● Written problem
Return verbatim the run of lines that opens with the line holding "Reviewer note: check that every instance of the arched" and closes with the last line of the records.

::::

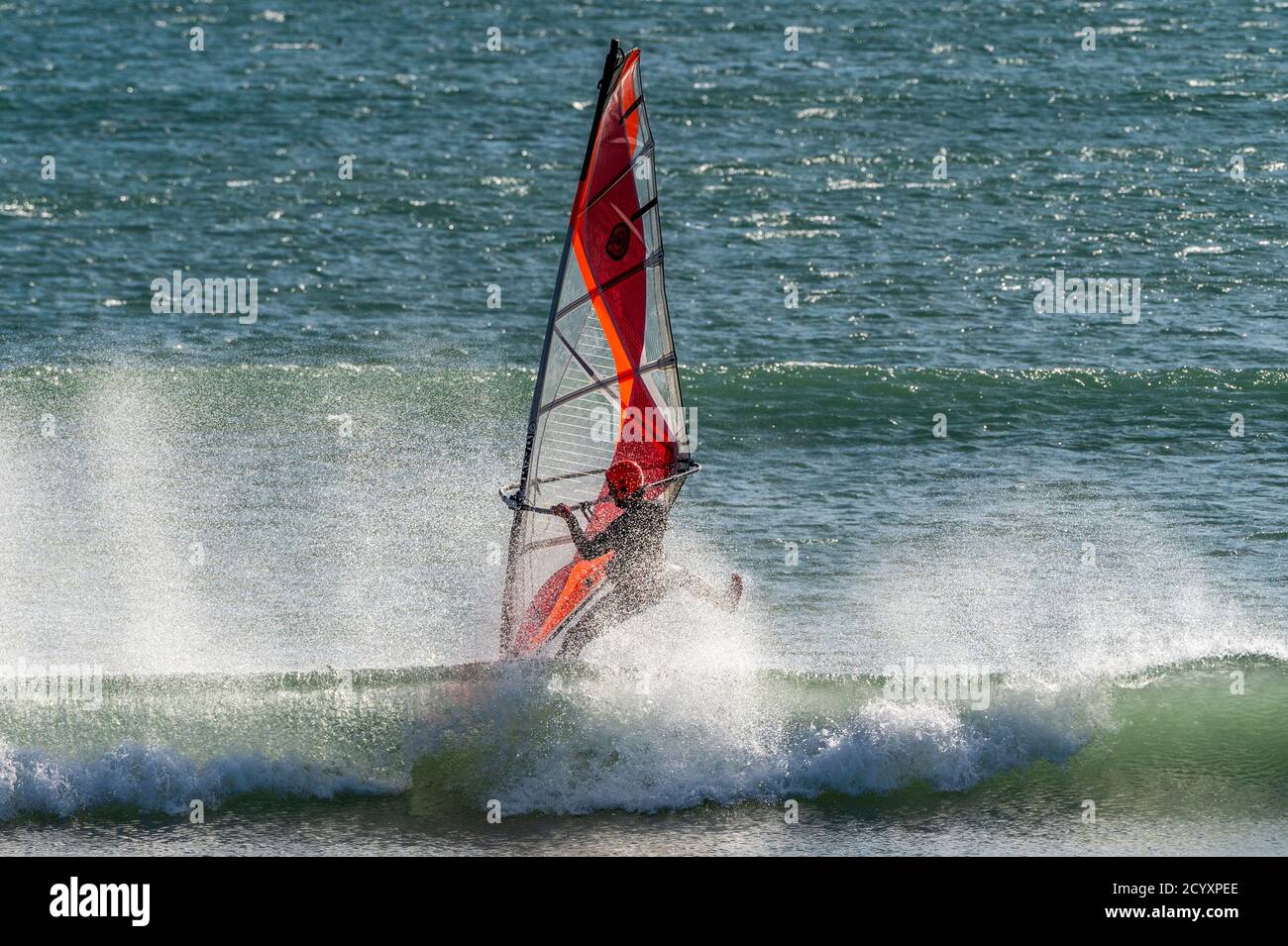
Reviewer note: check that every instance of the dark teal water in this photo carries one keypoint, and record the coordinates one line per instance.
(1087, 517)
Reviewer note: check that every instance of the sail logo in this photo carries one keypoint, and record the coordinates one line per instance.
(913, 683)
(102, 899)
(618, 241)
(649, 425)
(1090, 296)
(193, 296)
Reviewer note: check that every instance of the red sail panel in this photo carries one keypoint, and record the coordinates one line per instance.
(608, 385)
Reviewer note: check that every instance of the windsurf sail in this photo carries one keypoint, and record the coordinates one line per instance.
(606, 386)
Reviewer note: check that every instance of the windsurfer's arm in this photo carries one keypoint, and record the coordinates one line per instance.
(587, 547)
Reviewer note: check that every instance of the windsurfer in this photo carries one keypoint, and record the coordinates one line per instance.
(638, 569)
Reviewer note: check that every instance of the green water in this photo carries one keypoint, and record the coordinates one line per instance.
(281, 542)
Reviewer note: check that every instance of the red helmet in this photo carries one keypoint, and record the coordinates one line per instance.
(625, 477)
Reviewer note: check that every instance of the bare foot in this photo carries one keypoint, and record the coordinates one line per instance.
(734, 591)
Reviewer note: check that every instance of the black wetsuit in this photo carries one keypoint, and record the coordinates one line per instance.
(636, 568)
(635, 537)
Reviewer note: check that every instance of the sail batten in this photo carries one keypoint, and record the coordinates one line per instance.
(608, 357)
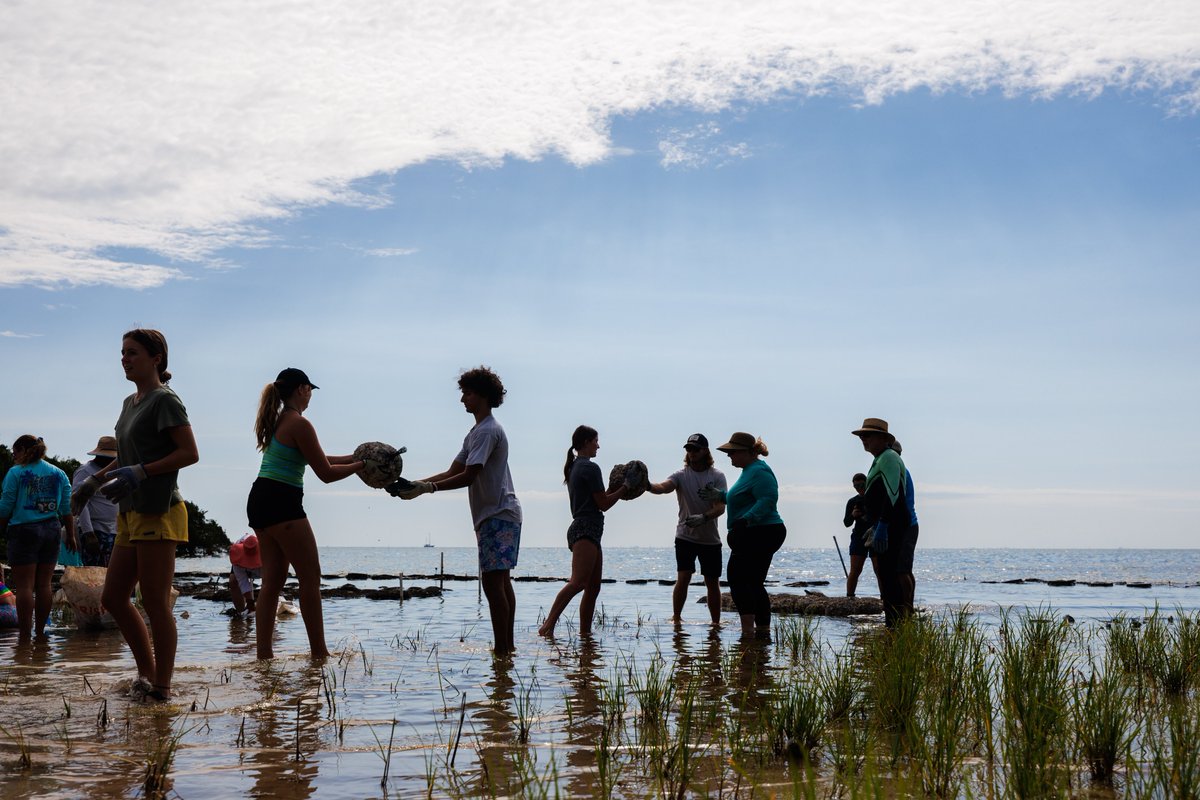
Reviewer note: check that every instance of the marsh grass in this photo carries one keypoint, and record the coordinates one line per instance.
(24, 755)
(1104, 716)
(156, 780)
(1035, 663)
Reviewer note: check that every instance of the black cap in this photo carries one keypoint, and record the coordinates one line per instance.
(293, 377)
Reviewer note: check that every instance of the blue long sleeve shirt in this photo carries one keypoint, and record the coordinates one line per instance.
(754, 497)
(34, 493)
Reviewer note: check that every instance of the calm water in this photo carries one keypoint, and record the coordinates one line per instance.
(424, 662)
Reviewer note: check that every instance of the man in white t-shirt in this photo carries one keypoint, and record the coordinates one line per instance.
(483, 465)
(696, 534)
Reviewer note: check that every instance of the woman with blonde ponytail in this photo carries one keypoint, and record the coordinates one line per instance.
(154, 443)
(756, 530)
(288, 443)
(589, 500)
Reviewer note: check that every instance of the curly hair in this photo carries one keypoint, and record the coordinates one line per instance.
(485, 383)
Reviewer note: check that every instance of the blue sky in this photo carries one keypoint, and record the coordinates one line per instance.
(996, 258)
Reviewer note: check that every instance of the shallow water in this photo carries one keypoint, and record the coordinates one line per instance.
(298, 729)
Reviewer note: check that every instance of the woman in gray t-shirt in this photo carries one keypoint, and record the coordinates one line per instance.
(585, 485)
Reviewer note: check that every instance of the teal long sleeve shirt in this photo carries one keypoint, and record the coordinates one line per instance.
(754, 497)
(34, 493)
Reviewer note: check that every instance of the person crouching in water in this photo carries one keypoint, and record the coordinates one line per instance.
(275, 506)
(246, 566)
(696, 534)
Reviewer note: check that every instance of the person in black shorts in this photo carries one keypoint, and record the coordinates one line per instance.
(696, 534)
(275, 506)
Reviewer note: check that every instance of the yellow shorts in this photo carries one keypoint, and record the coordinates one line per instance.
(133, 527)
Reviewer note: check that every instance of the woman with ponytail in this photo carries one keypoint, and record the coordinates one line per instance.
(756, 530)
(154, 441)
(585, 485)
(36, 499)
(288, 443)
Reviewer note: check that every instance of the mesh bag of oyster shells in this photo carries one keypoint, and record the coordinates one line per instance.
(641, 477)
(383, 463)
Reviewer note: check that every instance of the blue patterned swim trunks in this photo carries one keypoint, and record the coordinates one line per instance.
(499, 541)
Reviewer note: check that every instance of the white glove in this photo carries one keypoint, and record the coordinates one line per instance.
(417, 489)
(123, 482)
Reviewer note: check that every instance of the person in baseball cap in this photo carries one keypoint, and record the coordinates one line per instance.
(697, 539)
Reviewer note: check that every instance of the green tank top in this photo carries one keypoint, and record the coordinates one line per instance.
(282, 463)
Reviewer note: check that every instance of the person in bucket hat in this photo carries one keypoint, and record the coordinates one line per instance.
(247, 567)
(887, 512)
(756, 530)
(96, 522)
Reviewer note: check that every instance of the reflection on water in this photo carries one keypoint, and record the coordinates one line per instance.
(294, 728)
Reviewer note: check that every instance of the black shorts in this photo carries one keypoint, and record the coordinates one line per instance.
(709, 558)
(589, 528)
(271, 503)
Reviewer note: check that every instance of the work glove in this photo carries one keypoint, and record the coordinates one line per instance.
(414, 489)
(880, 541)
(123, 481)
(82, 494)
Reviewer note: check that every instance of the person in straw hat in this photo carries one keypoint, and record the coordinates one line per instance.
(756, 530)
(246, 567)
(96, 522)
(887, 511)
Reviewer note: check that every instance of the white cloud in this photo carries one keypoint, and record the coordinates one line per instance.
(173, 130)
(390, 252)
(700, 146)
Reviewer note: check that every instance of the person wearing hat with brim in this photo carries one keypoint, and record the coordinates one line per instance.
(887, 511)
(96, 522)
(755, 530)
(275, 507)
(696, 534)
(245, 567)
(910, 549)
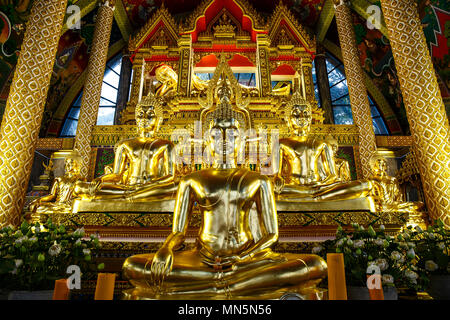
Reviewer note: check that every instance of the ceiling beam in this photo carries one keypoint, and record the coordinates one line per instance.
(86, 6)
(121, 17)
(360, 7)
(325, 18)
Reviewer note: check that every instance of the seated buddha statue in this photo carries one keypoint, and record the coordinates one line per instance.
(229, 261)
(143, 166)
(342, 167)
(168, 79)
(61, 193)
(386, 191)
(306, 166)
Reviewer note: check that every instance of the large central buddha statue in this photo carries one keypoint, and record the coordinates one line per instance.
(229, 261)
(306, 166)
(143, 166)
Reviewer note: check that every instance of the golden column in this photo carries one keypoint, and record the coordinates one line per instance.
(423, 101)
(25, 105)
(355, 79)
(93, 85)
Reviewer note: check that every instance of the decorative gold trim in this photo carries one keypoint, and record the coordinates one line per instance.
(162, 14)
(325, 19)
(282, 12)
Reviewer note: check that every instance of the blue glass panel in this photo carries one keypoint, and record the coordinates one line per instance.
(374, 111)
(111, 78)
(335, 76)
(339, 90)
(109, 93)
(106, 116)
(203, 76)
(105, 103)
(77, 102)
(316, 93)
(343, 100)
(246, 79)
(70, 128)
(314, 73)
(74, 113)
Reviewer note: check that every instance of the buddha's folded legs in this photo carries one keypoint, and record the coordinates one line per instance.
(344, 190)
(190, 275)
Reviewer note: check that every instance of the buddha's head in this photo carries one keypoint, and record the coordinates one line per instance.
(300, 119)
(148, 116)
(165, 74)
(224, 92)
(379, 165)
(224, 142)
(72, 164)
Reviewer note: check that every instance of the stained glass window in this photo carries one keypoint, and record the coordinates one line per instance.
(340, 98)
(108, 100)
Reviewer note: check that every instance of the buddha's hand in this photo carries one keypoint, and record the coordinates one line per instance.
(278, 184)
(161, 265)
(34, 205)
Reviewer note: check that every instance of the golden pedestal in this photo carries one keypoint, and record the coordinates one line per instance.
(308, 291)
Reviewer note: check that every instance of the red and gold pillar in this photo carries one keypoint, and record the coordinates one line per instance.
(355, 80)
(93, 85)
(25, 105)
(423, 101)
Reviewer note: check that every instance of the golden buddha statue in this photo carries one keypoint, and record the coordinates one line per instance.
(306, 167)
(230, 260)
(342, 166)
(386, 191)
(61, 194)
(168, 79)
(143, 166)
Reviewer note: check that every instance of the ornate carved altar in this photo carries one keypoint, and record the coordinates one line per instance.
(276, 56)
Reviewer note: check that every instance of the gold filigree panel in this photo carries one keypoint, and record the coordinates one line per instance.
(423, 101)
(357, 90)
(24, 107)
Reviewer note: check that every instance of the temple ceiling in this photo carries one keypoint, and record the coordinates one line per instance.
(317, 16)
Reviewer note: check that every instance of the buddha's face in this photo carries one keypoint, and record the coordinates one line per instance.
(224, 140)
(165, 73)
(300, 119)
(224, 92)
(71, 166)
(146, 119)
(380, 167)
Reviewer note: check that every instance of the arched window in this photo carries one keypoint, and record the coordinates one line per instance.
(340, 99)
(108, 101)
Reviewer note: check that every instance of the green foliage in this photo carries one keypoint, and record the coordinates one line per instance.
(362, 248)
(360, 33)
(432, 251)
(32, 257)
(406, 261)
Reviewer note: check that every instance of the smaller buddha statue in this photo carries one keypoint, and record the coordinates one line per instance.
(342, 166)
(230, 260)
(168, 79)
(61, 193)
(306, 168)
(386, 191)
(143, 166)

::::

● Final result
Reviewer note: check that every instance of the arched window in this photo carries one keypoint, and record the coordinates one line per instance.
(340, 99)
(108, 101)
Reviewer note: check that every instance of the green foliage in this photo carries one keypoint, and record the coordinates one line per instance.
(362, 248)
(360, 33)
(432, 251)
(32, 257)
(406, 261)
Reviewer note: check that every instance of the smaller buddha statue in this photo carries one keypoint, and record the coordinates one line per instance.
(342, 166)
(230, 260)
(168, 79)
(61, 193)
(306, 168)
(386, 191)
(143, 166)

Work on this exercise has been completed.